Immunologe und Studienleiter Winfried F. Pickl erklärt: „Bei letzterer Gruppe konnten wir zudem feststellen, dass vom Geruchs- und Geschmacksverlust vermehrt Personen mit einem ‚jungen Immunsystem‘ betroffen sind.“ Jung bezieht sich in diesem Zusammenhang nicht auf das Alter des Patienten.  Wie ‚jung‘ ein Immunsystem ist, wurde anhand der kürzlich aus dem Thymus (die Thymusdrüse ist ein wichtiger Bestandteil des Immunsystems) ausgewanderten T-Lymphozyten (Immunzellen) bestimmt. „Das heißt, wir konnten ganz klar systemische (beispielsweise Gruppe 1 und 3) von organspezifischen Verlaufsformen (zum Beispiel Gruppe 6 und 7) der primären Covid-19-Erkrankung abgrenzen.“ Die systemischen Symptome sind vor allem Fieber und Müdigkeit – sie betreffen den ganzen Körper. Dazu komme auch die Lungenproblematik, also die Unterversorgung mit Sauerstoff, die sich auf den kompletten Organismus auswirke, erklärt Pickl.

Die Erkenntnisse aus der Studie bedeuten nicht, dass es nicht auch Überlappungen zwischen den sieben identifizierten Gruppen geben könnte. Es gibt Zusammenhänge zwischen den verschiedenen Symptomen und den Reaktionen des Immunsystems: Genesene, die unter dem Verlust des Geschmacks- und Geruchssinns litten, wiesen einen höheren Spiegel von T-Lymphozyten im Blut auf. Eine Covid-19-Infektion mit hohem Fieber korreliert mit dem Immunologischen Gedächtnis des Körpers.

◆ ◆ ◆

Aufgabe. Druck aus dem Text über die Covid-19-Studie die Stelle von „Die Erkenntnisse aus“ bis einschließlich „Gedächtnis des Körpers.“ Wort für Wort ab. Die Zeilen darunter sind eigenes Material und gehören nicht zum Textausschnitt.

◆ ◆ ◆

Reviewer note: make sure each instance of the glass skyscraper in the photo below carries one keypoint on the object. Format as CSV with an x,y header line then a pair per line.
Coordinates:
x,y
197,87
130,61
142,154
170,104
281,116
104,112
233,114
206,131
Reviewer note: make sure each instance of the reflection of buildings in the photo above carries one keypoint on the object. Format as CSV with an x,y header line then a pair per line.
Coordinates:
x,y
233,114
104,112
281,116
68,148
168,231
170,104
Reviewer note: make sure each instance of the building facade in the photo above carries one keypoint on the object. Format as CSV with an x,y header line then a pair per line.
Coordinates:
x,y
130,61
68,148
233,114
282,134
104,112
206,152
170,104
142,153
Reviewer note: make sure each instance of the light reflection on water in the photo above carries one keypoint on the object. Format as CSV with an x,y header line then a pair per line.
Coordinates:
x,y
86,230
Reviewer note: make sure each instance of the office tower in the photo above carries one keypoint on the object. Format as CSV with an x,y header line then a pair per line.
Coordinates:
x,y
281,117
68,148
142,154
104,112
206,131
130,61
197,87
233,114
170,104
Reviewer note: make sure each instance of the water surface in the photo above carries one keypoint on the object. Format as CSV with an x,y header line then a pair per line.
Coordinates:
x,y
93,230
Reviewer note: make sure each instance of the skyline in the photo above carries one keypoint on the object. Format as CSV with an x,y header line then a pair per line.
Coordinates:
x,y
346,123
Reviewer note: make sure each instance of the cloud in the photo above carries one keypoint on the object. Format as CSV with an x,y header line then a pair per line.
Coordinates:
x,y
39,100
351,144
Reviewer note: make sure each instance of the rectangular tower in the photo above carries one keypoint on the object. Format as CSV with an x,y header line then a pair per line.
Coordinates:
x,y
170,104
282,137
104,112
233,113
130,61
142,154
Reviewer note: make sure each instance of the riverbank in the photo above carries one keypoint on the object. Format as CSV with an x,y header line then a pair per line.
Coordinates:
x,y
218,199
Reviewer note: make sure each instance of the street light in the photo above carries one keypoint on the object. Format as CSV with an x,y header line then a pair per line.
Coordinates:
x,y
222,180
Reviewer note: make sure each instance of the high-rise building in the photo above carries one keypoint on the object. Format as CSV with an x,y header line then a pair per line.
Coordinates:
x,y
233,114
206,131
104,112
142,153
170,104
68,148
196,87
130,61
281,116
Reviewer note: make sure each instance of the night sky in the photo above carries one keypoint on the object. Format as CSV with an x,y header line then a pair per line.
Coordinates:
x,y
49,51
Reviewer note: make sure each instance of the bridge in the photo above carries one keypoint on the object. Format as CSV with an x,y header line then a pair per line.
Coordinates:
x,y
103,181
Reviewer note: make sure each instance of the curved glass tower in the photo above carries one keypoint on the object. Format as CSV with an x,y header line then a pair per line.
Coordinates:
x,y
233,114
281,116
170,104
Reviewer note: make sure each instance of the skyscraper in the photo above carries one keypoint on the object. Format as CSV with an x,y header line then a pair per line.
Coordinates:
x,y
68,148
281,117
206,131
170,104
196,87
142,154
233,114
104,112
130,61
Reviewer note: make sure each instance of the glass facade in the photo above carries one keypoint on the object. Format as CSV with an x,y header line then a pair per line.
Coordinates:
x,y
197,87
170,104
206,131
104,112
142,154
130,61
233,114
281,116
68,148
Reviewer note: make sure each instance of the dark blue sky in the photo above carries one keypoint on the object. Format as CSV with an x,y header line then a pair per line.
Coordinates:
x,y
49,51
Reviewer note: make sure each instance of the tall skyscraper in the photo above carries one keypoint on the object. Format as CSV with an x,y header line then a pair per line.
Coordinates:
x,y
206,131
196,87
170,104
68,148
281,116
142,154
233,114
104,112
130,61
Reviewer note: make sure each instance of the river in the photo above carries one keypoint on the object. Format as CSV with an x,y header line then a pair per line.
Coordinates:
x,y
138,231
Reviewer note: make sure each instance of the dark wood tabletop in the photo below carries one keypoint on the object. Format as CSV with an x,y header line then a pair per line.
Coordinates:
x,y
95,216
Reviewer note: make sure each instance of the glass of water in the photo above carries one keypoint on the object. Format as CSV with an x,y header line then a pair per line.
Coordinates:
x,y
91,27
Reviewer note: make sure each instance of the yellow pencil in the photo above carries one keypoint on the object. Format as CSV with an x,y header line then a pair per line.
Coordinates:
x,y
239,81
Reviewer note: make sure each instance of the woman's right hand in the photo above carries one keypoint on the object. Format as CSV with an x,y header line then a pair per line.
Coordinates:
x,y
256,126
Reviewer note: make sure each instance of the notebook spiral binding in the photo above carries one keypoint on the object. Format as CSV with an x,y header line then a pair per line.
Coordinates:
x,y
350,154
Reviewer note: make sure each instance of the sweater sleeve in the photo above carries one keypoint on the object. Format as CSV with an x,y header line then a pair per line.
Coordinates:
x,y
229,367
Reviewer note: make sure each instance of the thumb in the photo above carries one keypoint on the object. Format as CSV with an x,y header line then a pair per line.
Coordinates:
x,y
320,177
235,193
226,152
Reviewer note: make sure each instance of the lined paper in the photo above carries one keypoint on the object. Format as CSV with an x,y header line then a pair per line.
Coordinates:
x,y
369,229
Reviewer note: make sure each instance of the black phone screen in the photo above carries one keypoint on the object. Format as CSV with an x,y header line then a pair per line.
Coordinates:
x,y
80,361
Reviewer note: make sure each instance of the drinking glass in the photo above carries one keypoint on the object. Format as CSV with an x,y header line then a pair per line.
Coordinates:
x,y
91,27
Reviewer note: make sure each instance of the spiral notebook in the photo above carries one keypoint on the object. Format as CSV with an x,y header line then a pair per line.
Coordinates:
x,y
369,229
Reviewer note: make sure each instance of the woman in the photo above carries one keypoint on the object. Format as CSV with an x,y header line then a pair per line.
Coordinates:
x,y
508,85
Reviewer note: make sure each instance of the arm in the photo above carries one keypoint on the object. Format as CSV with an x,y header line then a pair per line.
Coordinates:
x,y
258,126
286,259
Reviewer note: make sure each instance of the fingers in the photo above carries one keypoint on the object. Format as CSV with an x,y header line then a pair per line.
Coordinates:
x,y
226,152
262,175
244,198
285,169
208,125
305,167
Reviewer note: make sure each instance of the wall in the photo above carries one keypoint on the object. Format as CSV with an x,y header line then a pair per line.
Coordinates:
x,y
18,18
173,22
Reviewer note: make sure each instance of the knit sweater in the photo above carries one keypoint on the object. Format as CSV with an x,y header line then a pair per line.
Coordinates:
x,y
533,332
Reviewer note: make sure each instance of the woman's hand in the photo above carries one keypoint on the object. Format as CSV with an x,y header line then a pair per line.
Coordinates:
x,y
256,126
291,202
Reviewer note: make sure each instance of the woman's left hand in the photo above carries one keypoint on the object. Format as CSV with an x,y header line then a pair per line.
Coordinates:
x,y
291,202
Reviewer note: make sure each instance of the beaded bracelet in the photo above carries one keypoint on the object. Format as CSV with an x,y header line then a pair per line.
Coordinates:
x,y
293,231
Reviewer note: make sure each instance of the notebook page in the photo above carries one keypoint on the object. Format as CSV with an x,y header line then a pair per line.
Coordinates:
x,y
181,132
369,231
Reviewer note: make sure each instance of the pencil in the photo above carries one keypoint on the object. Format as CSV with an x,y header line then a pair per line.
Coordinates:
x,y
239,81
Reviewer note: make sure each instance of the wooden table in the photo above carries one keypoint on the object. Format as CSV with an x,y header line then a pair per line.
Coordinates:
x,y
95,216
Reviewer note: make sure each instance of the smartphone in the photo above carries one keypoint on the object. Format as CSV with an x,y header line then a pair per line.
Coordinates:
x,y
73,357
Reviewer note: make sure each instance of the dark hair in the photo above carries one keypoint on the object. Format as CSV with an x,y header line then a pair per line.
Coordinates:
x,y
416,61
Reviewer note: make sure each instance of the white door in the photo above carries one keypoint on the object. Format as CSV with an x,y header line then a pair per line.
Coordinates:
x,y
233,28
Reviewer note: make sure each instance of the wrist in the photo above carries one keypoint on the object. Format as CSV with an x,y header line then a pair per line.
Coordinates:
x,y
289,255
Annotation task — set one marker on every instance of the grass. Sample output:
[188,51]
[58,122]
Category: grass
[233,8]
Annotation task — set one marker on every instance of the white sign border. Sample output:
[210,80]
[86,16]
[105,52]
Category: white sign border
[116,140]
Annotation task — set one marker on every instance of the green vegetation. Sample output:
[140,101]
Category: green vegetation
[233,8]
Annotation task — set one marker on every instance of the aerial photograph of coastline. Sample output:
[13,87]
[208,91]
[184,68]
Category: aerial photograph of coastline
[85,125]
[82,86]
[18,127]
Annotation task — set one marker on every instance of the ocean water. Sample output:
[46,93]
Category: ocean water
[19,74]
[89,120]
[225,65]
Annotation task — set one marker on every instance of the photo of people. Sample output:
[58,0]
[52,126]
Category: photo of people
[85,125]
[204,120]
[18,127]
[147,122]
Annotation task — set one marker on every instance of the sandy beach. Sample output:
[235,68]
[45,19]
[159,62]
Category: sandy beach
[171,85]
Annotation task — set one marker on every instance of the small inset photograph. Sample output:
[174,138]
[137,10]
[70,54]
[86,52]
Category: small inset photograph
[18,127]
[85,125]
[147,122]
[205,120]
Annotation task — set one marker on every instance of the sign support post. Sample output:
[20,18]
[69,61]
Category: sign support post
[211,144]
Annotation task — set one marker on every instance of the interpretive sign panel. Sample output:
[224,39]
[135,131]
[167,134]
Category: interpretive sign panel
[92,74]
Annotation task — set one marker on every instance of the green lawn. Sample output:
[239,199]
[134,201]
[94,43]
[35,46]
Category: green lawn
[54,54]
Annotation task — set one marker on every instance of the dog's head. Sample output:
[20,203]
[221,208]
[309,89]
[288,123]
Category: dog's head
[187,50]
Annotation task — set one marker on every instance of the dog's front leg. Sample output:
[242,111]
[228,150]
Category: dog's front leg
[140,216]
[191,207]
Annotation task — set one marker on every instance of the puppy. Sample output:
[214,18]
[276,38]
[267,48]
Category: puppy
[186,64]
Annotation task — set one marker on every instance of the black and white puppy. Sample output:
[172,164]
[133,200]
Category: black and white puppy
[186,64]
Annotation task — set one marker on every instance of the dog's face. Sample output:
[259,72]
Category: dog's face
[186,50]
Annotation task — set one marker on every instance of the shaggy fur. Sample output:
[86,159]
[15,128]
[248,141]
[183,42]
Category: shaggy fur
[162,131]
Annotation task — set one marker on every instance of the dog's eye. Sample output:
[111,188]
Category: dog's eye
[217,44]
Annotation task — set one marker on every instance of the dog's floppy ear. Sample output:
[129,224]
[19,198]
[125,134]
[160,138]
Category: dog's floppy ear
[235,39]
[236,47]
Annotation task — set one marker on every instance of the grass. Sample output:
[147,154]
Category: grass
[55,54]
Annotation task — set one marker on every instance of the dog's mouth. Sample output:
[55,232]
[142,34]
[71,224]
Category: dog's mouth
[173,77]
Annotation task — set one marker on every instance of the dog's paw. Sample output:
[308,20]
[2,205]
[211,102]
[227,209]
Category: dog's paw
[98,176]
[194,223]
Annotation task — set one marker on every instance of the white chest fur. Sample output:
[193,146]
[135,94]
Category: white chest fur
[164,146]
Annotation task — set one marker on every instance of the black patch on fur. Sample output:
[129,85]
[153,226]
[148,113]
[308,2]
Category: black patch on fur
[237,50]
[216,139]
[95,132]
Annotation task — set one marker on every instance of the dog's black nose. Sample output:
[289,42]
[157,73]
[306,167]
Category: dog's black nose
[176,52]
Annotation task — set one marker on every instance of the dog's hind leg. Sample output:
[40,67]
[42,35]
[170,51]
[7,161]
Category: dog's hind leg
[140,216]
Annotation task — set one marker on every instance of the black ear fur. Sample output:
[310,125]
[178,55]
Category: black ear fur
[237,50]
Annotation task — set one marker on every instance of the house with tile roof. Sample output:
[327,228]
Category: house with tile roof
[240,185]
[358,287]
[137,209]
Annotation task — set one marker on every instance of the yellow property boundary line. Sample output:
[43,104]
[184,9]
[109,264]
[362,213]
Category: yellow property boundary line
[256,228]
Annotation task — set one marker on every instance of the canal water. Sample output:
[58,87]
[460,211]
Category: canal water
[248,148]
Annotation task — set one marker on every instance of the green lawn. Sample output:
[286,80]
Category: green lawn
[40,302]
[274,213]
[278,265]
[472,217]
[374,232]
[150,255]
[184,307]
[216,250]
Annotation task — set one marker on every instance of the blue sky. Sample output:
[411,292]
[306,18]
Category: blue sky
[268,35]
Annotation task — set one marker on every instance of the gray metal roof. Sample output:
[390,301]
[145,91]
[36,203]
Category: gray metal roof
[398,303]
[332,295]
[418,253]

◆ ◆ ◆

Lösung.
Die Erkenntnisse aus der Studie bedeuten nicht, dass es nicht auch Überlappungen zwischen den sieben identifizierten Gruppen geben könnte. Es gibt Zusammenhänge zwischen den verschiedenen Symptomen und den Reaktionen des Immunsystems: Genesene, die unter dem Verlust des Geschmacks- und Geruchssinns litten, wiesen einen höheren Spiegel von T-Lymphozyten im Blut auf. Eine Covid-19-Infektion mit hohem Fieber korreliert mit dem Immunologischen Gedächtnis des Körpers.